Content starts
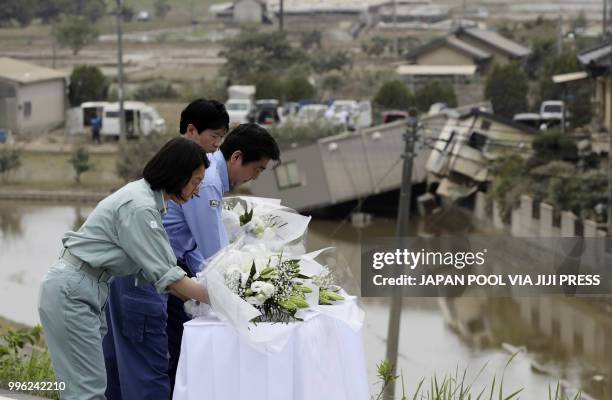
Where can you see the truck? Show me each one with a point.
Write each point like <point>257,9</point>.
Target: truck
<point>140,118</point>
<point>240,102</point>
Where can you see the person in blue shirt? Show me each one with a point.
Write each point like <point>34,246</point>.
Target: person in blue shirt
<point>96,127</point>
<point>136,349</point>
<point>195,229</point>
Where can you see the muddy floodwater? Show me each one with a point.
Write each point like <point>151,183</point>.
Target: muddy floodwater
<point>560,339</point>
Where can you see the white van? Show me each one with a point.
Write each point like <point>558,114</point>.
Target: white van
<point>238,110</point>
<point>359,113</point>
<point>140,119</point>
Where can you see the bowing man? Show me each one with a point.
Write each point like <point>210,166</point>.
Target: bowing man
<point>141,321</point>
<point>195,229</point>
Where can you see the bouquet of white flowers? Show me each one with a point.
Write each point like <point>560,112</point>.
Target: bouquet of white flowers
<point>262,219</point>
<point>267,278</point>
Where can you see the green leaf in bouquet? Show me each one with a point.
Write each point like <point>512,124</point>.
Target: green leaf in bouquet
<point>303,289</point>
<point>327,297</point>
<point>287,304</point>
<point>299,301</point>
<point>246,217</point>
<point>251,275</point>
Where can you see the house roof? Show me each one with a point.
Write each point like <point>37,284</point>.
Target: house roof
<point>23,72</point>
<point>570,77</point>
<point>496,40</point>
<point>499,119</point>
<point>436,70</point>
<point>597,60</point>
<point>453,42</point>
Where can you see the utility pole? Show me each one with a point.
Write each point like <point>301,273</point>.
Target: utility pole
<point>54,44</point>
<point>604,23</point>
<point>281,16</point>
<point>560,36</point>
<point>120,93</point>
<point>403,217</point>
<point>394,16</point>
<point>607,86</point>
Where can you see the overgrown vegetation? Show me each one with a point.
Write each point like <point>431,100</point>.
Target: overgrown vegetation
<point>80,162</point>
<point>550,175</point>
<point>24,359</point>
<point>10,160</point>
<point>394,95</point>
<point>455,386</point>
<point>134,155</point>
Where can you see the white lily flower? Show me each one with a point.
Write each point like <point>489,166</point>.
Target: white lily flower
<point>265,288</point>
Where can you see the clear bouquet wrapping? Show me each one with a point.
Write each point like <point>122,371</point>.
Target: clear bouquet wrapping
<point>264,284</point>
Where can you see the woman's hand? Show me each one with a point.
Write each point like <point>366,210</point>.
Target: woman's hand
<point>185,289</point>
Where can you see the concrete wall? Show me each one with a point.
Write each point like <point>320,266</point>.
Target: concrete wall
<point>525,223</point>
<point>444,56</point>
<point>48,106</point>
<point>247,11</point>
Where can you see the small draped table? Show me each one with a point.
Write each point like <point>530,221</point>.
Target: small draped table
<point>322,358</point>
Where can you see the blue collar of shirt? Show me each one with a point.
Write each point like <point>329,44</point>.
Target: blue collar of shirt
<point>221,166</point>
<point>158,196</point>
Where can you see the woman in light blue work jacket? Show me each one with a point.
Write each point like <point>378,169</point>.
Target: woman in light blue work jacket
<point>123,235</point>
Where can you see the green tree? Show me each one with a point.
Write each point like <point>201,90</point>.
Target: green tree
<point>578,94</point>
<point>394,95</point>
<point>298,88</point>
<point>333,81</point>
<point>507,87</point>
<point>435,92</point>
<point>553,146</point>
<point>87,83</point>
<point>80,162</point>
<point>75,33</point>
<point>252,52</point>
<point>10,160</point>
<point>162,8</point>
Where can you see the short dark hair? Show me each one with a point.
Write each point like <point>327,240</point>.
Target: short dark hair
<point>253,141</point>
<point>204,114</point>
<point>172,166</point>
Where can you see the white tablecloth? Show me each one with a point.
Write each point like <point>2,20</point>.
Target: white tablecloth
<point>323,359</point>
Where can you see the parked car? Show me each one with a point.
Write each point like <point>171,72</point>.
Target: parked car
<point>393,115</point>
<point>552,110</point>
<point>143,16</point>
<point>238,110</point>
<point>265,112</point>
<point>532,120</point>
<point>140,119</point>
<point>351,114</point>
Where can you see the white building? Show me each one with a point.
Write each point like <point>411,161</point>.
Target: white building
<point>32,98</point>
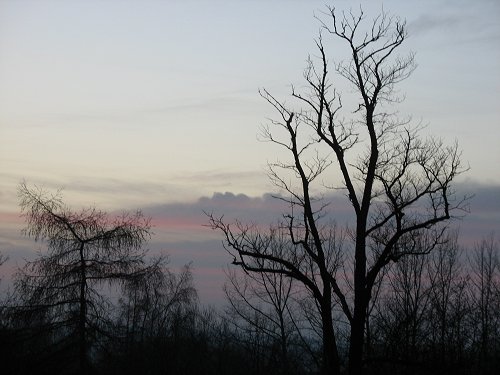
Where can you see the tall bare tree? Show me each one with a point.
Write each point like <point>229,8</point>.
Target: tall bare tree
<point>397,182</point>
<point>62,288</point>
Content ends
Content starts
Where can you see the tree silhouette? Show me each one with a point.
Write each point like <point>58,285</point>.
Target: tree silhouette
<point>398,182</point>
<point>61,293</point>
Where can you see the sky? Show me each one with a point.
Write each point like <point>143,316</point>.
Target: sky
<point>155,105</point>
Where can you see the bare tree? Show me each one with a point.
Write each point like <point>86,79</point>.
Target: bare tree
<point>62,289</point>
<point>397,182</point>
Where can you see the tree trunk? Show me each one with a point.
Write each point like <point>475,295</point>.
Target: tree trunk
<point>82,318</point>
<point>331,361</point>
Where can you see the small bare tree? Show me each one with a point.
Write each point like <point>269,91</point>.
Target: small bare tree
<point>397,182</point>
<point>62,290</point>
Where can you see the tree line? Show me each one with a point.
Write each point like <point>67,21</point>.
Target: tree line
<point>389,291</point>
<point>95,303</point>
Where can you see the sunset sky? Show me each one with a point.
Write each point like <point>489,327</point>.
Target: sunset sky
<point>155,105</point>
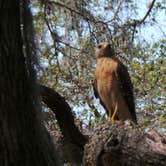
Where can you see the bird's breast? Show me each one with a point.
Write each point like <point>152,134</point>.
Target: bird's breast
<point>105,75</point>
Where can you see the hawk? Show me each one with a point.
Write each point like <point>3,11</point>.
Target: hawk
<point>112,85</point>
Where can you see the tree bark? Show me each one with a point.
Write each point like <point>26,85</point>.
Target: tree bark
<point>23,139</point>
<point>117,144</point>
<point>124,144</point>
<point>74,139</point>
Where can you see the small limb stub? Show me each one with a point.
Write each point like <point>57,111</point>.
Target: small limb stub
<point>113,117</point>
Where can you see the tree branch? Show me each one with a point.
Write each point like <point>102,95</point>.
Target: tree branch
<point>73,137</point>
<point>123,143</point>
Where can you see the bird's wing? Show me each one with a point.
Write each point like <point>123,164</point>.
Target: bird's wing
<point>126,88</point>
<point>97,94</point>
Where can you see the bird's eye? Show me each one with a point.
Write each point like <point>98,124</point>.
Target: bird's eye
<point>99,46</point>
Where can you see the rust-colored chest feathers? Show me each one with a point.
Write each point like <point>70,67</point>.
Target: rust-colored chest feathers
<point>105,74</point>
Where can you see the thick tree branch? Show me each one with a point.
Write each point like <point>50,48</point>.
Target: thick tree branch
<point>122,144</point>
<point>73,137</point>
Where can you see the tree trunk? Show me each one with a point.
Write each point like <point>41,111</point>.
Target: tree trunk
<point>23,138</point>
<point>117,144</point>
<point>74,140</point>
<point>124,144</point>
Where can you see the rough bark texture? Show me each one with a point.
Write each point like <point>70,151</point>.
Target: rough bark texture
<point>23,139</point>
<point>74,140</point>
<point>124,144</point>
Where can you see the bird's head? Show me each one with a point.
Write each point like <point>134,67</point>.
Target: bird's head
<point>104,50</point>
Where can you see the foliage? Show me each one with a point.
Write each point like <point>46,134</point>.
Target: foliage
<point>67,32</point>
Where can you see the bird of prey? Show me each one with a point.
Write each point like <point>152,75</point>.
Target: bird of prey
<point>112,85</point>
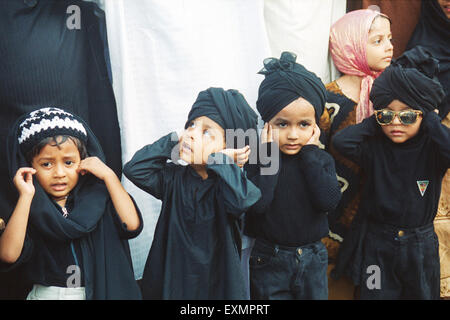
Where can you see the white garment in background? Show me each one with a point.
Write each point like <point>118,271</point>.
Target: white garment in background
Content ends
### EXERCISE BRIEF
A word-for-word copy of the lines above from the one with "Where can you see the tree bark?" through the one with "Where can you see the rough", inclusive, is the only output wanted.

### EXERCISE ANSWER
Where can you see the tree bark? Show me each one with a point.
Write each point like <point>26,85</point>.
Target: tree bark
<point>23,139</point>
<point>117,144</point>
<point>124,144</point>
<point>74,139</point>
Where can you see the small limb stub? Show me each one with a point.
Write each point like <point>57,111</point>.
Target: small limb stub
<point>113,117</point>
Where can you see the tree branch? Show me each one with a point.
Write each point like <point>102,95</point>.
Target: tree branch
<point>73,137</point>
<point>123,143</point>
Where can you see the bird's wing? Show me each one with a point.
Write each point like <point>123,164</point>.
Target: bird's wing
<point>126,88</point>
<point>97,94</point>
Where can you see the bird's eye? Show me each one with a point.
Write each point like <point>98,124</point>.
Target: bird's eye
<point>99,46</point>
Where can you see the rust-colored chest feathers? Show me each one with a point.
Write each point like <point>70,67</point>.
Target: rust-colored chest feathers
<point>105,74</point>
Where can you see the thick tree branch? Show me each one with a point.
Write each point like <point>50,48</point>.
Target: thick tree branch
<point>122,144</point>
<point>73,137</point>
Where can you see the tree trunk? Show me each one with a point.
Write each point like <point>41,111</point>.
Target: tree trunk
<point>23,138</point>
<point>117,144</point>
<point>74,140</point>
<point>124,144</point>
Where can you see the rough bark texture? Show me each one with a point.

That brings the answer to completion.